We'll leave the last word to Richard Murphy, who puts this into perspective:

"Remember, this whole issue is about raising the cash needed to meet the Millennium Development Goals. This is about helping developing countries build sustainable tax systems. Giving them access to the information they need to ensure that the cash due to them by multinational companies in particular is paid. It’s about ensuring that they are not abused by tax haven structures. It’s about ensuring higher status is given to the UN tax committee, which is the only place where countries from outside the OECD (and that’s most by far) get any say on international tax.

But the UK is saying no to all of that. It’s saying these countries can’t have a say. It’s saying they can’t have the information they need to collect tax, and that the status quo that leaves them exploited and aid dependent should be maintained. It’s about saying cash should not be raised to fulfil the MDGs. It’s about saying these countries should not be encouraged to build fair, open and accountable tax systems.

It’s more pernicious still. In reality it’s about saying that the UK’s tax havens are more important than developing countries; that our multinationals should be allowed to continue their abuse of developing countries and that accountants, lawyers and bankers should still be allowed to set up the abusive offshore structures that facilitate the corruption that plagues these countries, because let me assure you - none of that corruption would happen without the assistance of those banks, lawyers and accountants.

This is about choice: choice about whether to support developing countries, choice about ending poverty, choice about fairness, choice about equal treatment, choice about respecting democracy. Or choice to support abuse, corruption, the maintenance of unlevel playing field in which developing countries are given no chance and have no hope."

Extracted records

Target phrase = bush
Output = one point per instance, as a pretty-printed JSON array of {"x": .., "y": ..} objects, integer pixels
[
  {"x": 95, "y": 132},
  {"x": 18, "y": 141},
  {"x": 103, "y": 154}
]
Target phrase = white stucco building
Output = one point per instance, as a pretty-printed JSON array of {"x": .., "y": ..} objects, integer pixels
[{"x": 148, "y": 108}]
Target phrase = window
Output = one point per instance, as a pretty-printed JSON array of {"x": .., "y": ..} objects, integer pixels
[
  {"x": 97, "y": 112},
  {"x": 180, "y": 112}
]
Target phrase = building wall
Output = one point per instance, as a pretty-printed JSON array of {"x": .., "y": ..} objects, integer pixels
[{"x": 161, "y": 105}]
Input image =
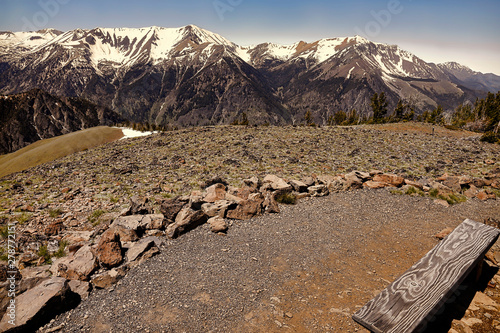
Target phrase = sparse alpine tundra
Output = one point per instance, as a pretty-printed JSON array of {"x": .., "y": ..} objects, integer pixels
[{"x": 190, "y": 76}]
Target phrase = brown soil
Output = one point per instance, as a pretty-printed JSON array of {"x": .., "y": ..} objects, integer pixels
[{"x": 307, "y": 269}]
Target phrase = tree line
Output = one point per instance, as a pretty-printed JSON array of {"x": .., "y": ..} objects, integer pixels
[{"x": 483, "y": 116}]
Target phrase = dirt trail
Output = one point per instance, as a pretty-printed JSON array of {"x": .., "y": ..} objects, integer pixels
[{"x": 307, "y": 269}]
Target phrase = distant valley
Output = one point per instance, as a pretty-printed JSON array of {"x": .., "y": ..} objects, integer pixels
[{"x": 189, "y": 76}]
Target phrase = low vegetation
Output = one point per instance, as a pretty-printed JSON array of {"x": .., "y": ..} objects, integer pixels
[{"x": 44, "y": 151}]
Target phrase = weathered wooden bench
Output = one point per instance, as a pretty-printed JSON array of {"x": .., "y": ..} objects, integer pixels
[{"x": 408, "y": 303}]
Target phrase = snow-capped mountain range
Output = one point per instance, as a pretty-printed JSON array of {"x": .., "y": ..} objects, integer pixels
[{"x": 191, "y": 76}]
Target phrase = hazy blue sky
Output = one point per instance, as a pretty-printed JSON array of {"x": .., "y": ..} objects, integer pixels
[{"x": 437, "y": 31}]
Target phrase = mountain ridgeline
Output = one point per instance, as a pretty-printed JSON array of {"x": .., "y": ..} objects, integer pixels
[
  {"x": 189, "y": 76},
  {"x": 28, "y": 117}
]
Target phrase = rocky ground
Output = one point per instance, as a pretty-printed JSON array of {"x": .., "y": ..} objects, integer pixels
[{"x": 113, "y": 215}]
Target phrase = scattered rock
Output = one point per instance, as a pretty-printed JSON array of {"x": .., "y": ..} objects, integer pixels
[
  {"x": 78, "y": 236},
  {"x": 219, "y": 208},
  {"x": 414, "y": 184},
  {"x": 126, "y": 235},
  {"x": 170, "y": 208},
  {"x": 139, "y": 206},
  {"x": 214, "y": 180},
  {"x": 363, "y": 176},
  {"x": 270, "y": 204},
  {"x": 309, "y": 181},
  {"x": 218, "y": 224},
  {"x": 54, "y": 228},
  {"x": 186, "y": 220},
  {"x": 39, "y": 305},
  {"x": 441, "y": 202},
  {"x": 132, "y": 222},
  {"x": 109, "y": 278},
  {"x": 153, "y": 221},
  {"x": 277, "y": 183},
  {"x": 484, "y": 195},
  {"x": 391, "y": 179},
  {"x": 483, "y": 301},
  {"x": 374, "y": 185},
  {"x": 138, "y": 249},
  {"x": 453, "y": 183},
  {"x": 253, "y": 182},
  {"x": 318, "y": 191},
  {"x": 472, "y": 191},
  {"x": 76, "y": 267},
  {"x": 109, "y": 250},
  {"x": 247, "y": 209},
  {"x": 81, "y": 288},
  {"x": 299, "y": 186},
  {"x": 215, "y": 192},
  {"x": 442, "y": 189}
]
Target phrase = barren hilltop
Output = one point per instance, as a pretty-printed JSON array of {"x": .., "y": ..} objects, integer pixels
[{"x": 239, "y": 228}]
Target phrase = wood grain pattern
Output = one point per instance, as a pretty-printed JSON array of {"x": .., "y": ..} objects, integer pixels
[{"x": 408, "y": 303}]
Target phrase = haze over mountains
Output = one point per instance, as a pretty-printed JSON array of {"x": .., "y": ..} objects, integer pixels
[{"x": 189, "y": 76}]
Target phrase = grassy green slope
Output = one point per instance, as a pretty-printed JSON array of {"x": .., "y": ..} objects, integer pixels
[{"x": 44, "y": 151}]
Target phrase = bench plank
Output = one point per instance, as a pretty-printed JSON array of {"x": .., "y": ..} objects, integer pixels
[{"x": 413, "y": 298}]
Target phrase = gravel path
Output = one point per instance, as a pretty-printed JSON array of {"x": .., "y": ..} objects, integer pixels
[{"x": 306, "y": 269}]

==

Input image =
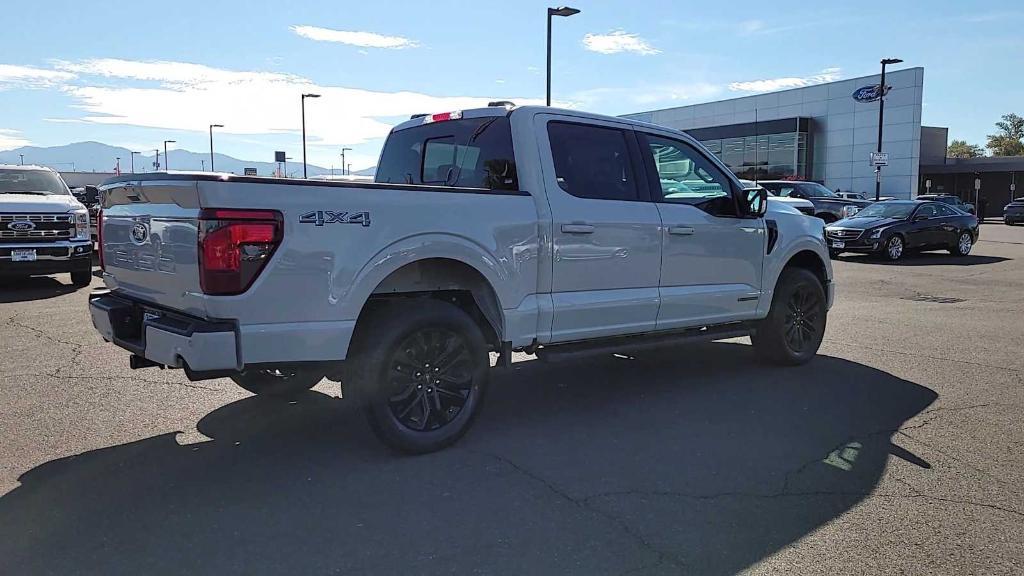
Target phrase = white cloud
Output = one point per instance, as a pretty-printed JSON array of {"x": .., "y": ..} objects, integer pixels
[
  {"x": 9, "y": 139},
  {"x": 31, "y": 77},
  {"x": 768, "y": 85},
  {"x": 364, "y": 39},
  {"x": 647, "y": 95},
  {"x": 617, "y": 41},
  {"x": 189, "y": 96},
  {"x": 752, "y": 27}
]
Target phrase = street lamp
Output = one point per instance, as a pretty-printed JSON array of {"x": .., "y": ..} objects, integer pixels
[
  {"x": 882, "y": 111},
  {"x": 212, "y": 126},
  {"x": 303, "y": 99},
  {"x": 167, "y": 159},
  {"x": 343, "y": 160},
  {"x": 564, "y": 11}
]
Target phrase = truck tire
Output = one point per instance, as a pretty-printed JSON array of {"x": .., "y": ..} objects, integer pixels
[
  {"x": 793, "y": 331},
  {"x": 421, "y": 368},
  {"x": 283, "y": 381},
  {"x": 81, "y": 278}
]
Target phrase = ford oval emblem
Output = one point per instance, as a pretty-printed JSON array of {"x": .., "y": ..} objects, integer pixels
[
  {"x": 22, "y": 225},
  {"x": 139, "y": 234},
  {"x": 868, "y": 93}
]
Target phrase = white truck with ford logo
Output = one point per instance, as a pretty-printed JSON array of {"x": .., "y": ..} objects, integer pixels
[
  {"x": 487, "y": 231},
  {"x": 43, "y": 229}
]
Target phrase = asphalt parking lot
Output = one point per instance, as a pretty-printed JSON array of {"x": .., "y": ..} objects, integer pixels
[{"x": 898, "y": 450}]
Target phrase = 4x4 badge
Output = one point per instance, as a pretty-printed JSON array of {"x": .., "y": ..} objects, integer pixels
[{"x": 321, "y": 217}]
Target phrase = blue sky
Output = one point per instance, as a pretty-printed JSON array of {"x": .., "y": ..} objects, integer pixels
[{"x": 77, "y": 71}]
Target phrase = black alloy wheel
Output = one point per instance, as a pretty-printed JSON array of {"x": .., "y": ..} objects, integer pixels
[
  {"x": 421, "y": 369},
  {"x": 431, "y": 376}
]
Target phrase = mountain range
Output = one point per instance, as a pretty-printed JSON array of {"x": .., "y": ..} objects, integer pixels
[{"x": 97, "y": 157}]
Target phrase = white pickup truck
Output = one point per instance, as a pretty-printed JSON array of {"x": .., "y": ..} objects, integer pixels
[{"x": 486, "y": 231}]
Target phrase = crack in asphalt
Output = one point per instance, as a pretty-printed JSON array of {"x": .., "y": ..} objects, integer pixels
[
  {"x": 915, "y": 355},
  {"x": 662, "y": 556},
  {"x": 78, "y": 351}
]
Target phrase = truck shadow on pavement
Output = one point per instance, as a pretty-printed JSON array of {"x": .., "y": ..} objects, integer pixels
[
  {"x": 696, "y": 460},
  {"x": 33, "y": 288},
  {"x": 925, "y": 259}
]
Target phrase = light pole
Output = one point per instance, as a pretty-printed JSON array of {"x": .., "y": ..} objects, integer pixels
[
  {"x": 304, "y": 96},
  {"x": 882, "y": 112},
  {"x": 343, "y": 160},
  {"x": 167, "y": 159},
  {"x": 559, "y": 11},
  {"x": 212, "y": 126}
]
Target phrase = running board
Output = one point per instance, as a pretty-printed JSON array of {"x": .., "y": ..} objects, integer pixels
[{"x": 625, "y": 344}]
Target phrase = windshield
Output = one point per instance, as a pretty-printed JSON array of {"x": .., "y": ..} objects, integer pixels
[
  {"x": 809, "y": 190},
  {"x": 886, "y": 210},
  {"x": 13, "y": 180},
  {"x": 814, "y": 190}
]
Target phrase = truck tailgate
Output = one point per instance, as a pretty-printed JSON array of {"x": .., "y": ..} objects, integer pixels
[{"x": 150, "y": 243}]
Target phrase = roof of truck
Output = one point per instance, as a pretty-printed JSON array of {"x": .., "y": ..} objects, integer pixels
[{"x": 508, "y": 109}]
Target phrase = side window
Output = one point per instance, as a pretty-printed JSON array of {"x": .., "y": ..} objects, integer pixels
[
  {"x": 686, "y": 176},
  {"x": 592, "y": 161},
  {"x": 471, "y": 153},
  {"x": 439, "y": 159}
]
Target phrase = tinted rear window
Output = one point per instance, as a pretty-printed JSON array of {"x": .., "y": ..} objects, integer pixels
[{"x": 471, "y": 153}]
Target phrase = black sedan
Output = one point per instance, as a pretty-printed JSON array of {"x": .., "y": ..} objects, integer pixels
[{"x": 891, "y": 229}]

* _Task list_
[1] In the passage on tax and developing countries, what is the only place where countries from outside the OECD get any say on international tax?
[2] Decide whether each statement agrees with the passage on tax and developing countries, answering yes or no and quoting the words that decide it. (a) The UK is saying no to the measures the passage describes. (b) The corruption described would still happen without help from banks, lawyers and accountants. (c) The issue is about raising the cash needed to meet the Millennium Development Goals.

* _Replies_
[1] The UN tax committee.

[2]
(a) Yes: "But the UK is saying no to all of that."
(b) No: "none of that corruption would happen without the assistance of those banks, lawyers and accountants."
(c) Yes: "this whole issue is about raising the cash needed to meet the Millennium Development Goals."